Trabalho pedido → Indique se cada afirmação abaixo concorda com o texto sobre o perdão aos envolvidos no ataque ao Capitólio, respondendo sim ou não e citando literalmente o trecho que decide. (a) Trump prometeu libertar os detidos somente depois de se tornar presidente eleito. (b) Segundo Kim Whele, os advogados do escritório classificam cerca de dez mil pedidos em quatro anos de mandato. (c) Pelas diretrizes, os condenados só são elegíveis dois anos após o término da sentença.

Seleção →
====
O que acontece se Trump perdoar os envolvidos no ataque ao Capitólio, que completou quatro anos?

Para analistas, promessa do presidente eleito pode fragilizar justiça americana, empoderar outros ataques às instituições democráticas e normalizar invasão

Policiais do Capitólio dos EUA ficam de guarda do lado de fora do Capitólio dos EUA antes de uma sessão para certificar os resultados da eleição presidencial de 2024 Policiais do Capitólio dos EUA ficam de guarda do lado de fora do Capitólio dos EUA antes de uma sessão para certificar os resultados da eleição presidencial de 2024  - Foto: Saul Loeb/AFP

Ainda em março, quando era pré-candidato à indicação pelo Partido Republicano para disputar as eleições de 2024, Donald Trump prometeu libertar os detidos pelo envolvimento no ataque contra o Capitólio, que completou quatro anos na segunda-feira. Já como presidente eleito, não esqueceu do perdão prometido, afirmando que virá ainda no primeiro dia, "nos primeiros nove minutos" de seu mandato. Faltando poucos dias para sua posse, com os eventos da última ainda frescos na memória americana e do mundo, a pergunta que paira é: o que acontecerá se a promessa for cumprida?

— Nunca tivemos nenhum evento como o 6 de janeiro, então eu acho que perdoar pessoas que fizeram parte disso seria sem precedentes por natureza — observou Alex Conant, estrategista republicano que já trabalhou para o futuro secretário de Estado, Marco Rubio, ao Wall Street Journal.

 

Atualmente, os casos de perdão são tratados em um escritório dentro do Departamento de Justiça, como explica Kim Whele, autora de “Pardon Power” (2024). A especialista afirma que aqueles que buscam perdão preenchem um formulário e que há vários critérios a serem respeitados. Em quatro anos de mandato de um presidente, esses advogados classificam cerca de “dez mil” pedidos e fazem recomendações ao mandatário, que pode aceitar ou não.

— Mas [com o perdão presidencial] o presidente pode pular todo esse processo, o que também permite ignorar as diretrizes de aplicação, como uma que afirma que os condenados só são elegíveis cinco anos após o término da sentença — explicou a especialista.
====
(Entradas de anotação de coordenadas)

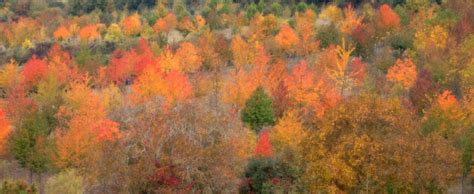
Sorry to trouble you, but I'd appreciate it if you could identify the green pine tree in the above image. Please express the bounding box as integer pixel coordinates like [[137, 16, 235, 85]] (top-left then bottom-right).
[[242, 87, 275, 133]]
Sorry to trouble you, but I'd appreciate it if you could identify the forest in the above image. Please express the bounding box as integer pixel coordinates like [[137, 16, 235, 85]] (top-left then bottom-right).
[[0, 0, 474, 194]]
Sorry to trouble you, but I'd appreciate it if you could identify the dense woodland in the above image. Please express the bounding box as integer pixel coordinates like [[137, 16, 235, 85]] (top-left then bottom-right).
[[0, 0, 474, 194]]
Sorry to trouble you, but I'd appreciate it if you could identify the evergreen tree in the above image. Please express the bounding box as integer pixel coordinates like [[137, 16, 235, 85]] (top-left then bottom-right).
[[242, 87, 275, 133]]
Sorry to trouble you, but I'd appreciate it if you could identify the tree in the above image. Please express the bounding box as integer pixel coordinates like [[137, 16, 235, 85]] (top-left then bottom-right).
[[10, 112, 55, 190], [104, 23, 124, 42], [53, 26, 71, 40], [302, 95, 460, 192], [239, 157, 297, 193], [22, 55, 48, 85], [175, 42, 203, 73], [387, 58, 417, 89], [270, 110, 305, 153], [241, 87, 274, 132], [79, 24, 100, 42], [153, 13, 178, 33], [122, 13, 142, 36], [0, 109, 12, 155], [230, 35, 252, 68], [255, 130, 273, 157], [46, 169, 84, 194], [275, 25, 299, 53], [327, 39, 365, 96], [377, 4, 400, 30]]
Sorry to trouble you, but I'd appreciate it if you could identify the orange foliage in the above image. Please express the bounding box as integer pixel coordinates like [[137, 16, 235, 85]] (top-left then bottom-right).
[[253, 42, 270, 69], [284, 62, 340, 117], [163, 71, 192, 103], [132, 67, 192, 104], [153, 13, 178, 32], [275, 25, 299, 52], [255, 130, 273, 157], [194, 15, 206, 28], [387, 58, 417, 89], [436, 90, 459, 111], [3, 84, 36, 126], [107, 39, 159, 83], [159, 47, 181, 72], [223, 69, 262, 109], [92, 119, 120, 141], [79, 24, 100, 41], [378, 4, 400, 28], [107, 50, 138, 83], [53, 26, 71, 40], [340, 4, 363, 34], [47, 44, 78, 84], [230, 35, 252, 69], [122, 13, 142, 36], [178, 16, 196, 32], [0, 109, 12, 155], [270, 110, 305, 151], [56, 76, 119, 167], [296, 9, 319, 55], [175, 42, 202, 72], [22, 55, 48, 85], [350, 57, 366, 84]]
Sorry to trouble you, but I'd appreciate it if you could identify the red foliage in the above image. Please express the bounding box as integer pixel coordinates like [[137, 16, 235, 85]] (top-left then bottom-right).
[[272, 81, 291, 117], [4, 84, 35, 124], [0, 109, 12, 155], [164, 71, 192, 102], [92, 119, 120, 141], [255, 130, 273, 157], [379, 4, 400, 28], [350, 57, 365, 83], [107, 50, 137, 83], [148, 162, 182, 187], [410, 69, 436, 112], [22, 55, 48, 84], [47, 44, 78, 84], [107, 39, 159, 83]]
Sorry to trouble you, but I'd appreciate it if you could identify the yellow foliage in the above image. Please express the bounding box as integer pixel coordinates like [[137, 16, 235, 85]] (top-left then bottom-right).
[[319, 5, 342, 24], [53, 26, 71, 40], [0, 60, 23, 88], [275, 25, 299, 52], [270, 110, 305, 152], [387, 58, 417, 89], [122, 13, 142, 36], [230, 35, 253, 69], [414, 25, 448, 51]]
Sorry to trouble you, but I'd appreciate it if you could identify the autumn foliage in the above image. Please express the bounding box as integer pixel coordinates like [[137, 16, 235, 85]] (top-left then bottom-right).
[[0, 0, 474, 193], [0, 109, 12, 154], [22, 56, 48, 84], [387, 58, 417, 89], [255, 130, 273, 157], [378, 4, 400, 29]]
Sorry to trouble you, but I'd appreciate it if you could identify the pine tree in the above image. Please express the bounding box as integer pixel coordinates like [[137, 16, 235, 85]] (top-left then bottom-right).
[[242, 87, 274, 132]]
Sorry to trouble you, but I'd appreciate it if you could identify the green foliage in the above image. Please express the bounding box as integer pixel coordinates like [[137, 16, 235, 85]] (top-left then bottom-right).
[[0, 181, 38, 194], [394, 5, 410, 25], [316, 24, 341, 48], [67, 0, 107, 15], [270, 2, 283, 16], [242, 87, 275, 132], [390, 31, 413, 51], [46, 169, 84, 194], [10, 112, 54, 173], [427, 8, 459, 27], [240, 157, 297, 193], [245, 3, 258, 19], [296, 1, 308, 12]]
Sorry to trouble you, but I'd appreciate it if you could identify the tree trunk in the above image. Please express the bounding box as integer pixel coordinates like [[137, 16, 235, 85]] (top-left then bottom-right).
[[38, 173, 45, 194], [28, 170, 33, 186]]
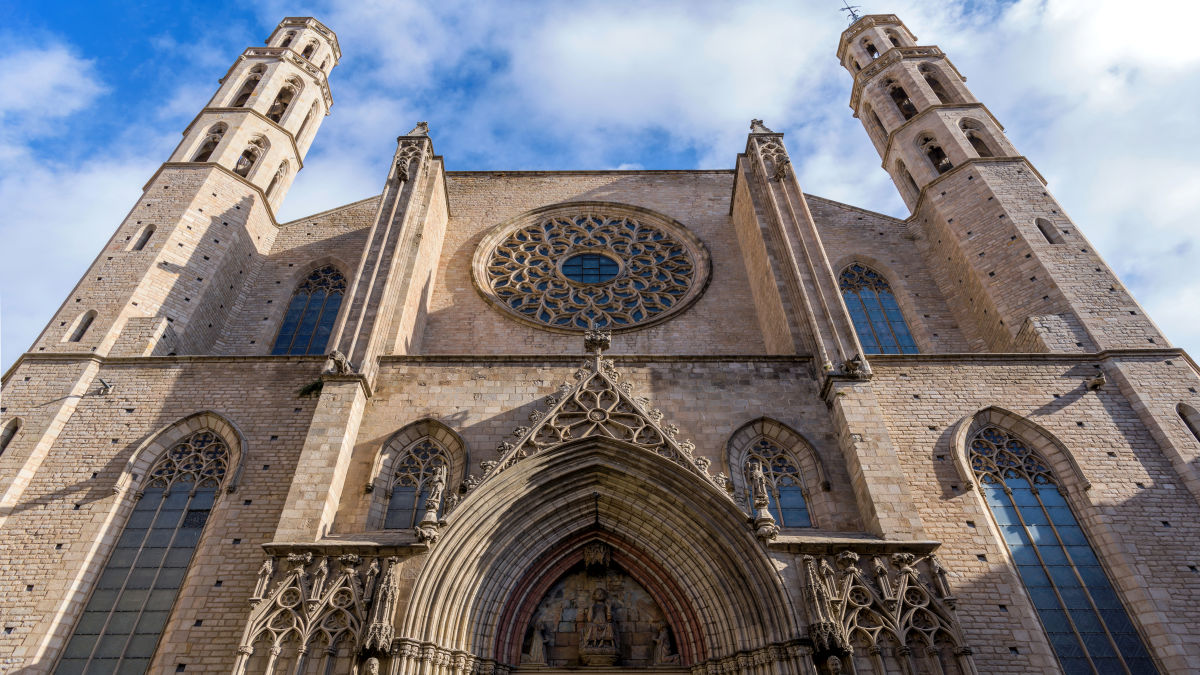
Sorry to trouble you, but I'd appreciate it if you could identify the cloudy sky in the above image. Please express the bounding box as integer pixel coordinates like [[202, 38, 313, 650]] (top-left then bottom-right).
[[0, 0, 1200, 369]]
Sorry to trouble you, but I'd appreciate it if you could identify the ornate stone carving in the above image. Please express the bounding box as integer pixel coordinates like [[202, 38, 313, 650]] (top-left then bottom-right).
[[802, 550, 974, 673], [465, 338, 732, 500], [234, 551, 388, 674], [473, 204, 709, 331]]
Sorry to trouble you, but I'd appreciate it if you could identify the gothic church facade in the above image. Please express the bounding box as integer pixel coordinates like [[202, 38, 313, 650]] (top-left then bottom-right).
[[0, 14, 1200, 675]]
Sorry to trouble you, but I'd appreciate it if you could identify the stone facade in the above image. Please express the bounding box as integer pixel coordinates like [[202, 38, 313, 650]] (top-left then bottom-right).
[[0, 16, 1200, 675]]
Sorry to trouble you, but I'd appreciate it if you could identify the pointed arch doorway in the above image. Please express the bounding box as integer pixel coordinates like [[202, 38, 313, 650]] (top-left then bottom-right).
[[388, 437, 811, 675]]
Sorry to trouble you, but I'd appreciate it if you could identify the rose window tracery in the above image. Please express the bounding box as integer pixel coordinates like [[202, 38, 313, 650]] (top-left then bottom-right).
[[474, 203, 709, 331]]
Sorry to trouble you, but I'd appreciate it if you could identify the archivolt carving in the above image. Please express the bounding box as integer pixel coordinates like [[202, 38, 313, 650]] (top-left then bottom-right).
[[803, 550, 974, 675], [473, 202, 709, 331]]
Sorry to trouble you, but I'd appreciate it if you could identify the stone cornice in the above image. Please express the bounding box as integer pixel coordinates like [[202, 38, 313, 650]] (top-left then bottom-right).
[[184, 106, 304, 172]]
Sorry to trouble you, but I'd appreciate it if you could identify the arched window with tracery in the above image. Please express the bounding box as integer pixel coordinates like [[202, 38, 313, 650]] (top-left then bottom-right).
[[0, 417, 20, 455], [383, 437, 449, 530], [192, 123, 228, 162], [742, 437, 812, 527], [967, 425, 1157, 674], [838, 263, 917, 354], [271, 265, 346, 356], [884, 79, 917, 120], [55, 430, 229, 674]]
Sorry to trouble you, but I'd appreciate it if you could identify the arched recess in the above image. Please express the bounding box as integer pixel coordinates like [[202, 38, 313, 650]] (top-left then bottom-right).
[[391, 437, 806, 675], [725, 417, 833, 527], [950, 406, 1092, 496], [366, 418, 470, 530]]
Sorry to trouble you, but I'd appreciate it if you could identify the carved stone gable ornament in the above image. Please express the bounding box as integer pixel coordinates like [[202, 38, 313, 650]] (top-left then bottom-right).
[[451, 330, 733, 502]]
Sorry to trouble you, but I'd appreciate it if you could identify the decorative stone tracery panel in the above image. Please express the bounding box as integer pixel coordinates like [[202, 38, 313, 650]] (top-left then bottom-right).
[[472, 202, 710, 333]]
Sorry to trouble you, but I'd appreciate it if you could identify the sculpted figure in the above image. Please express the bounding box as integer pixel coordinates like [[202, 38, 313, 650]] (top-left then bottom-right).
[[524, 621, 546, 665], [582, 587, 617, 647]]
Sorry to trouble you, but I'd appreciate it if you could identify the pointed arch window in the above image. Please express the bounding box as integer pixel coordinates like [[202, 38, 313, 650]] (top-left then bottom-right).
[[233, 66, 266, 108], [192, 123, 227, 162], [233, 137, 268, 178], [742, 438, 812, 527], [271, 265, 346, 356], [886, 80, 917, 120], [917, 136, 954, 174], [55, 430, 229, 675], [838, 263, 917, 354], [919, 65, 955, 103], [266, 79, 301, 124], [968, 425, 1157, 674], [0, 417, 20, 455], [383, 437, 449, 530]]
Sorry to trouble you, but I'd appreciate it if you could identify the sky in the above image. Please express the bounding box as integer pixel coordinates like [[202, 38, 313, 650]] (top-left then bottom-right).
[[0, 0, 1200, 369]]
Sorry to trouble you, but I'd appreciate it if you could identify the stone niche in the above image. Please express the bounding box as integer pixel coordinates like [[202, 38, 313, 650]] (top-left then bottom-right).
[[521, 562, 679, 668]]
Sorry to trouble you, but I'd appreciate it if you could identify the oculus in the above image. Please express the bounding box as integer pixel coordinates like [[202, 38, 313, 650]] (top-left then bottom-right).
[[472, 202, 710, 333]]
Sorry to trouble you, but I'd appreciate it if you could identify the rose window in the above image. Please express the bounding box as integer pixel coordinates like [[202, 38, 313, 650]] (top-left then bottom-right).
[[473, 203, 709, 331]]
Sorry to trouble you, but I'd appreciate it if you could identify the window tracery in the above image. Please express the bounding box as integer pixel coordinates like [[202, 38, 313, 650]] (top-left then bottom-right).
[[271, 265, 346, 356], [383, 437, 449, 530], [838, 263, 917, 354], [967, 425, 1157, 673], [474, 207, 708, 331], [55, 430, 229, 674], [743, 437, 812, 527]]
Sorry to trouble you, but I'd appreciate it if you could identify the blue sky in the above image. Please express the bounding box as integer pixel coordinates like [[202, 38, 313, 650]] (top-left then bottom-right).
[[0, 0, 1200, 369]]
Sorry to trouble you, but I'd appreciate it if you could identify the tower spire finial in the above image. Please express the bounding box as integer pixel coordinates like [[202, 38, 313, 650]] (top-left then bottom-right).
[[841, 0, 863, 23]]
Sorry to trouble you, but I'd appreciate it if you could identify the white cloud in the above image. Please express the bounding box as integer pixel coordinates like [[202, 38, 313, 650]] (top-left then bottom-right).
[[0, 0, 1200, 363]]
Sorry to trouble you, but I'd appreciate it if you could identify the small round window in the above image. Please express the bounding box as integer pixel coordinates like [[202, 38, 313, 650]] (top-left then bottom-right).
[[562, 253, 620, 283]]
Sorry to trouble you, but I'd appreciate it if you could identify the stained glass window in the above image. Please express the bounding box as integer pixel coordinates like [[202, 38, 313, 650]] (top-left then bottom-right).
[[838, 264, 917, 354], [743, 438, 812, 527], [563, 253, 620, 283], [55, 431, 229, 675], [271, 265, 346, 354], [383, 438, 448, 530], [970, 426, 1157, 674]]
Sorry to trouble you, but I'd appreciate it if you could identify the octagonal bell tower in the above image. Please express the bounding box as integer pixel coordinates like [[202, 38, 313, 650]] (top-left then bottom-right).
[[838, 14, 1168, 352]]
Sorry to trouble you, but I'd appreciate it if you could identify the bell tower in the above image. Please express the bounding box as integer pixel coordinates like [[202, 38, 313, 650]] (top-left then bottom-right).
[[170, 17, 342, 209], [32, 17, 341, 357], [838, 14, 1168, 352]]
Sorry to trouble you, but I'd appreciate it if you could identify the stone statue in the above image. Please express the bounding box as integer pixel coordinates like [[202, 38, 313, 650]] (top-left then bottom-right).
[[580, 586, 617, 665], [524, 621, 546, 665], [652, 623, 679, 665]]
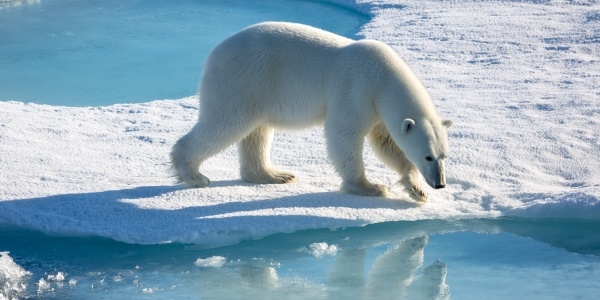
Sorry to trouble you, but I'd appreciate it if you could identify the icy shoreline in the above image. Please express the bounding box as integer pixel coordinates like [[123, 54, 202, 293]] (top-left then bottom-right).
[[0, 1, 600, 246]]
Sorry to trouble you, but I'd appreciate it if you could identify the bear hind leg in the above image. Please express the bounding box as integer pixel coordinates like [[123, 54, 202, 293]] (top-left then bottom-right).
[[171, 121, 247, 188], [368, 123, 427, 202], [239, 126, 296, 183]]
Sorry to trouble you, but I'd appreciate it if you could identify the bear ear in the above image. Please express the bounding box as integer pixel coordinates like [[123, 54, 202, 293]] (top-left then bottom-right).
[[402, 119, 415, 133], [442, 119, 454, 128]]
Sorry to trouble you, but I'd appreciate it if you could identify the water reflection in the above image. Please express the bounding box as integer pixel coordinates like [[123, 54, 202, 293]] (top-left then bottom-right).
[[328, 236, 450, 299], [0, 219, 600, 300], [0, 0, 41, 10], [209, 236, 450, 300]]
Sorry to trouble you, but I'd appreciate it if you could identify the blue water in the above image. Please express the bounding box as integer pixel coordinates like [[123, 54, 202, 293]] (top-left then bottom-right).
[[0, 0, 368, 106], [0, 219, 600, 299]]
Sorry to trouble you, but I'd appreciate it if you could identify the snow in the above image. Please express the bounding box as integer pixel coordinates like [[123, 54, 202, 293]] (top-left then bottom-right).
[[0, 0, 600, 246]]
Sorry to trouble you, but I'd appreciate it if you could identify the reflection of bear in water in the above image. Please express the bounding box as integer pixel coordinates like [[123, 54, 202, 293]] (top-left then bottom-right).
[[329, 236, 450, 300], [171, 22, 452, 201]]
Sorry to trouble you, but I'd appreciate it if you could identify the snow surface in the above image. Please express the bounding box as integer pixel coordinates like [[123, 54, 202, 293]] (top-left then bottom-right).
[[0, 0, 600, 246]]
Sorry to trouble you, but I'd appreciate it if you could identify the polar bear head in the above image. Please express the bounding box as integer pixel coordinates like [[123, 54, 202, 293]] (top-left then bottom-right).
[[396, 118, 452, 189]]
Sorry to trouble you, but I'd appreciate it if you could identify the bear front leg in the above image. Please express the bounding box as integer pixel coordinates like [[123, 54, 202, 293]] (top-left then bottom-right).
====
Resposta à tarefa →
(a) Não: «Ainda em março, quando era pré-candidato à indicação pelo Partido Republicano para disputar as eleições de 2024, Donald Trump prometeu libertar os detidos»
(b) Sim: «Em quatro anos de mandato de um presidente, esses advogados classificam cerca de “dez mil” pedidos»
(c) Não: «os condenados só são elegíveis cinco anos após o término da sentença»